▶ RECORD EXTRACTS
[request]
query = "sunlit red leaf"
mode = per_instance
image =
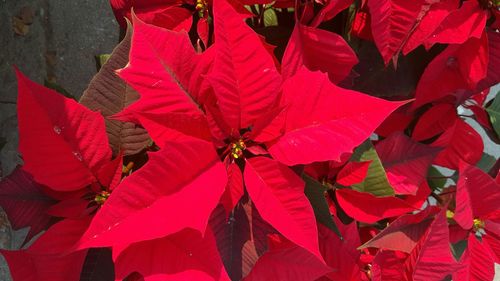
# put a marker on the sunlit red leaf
(318, 49)
(48, 258)
(459, 142)
(186, 255)
(244, 76)
(278, 194)
(471, 202)
(324, 121)
(406, 162)
(287, 261)
(458, 68)
(431, 259)
(466, 22)
(143, 207)
(62, 142)
(477, 261)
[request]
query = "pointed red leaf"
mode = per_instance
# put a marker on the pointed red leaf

▶ REQUIREMENT
Rewrite all the records with "yellow leaf" in place of "red leaf" and everything else kept the same. Omit the pictures.

▶ FINAL RESULT
[request]
query = "sunlit yellow leaf"
mode = per_instance
image =
# put a marker on the sunlit yellow leaf
(318, 49)
(48, 258)
(459, 142)
(186, 255)
(244, 76)
(278, 194)
(471, 202)
(324, 121)
(406, 162)
(287, 261)
(458, 68)
(431, 259)
(466, 22)
(143, 207)
(62, 142)
(477, 261)
[request]
query = "pointed yellow leaf"
mode = per_instance
# put a marker on the pointed yellow leaf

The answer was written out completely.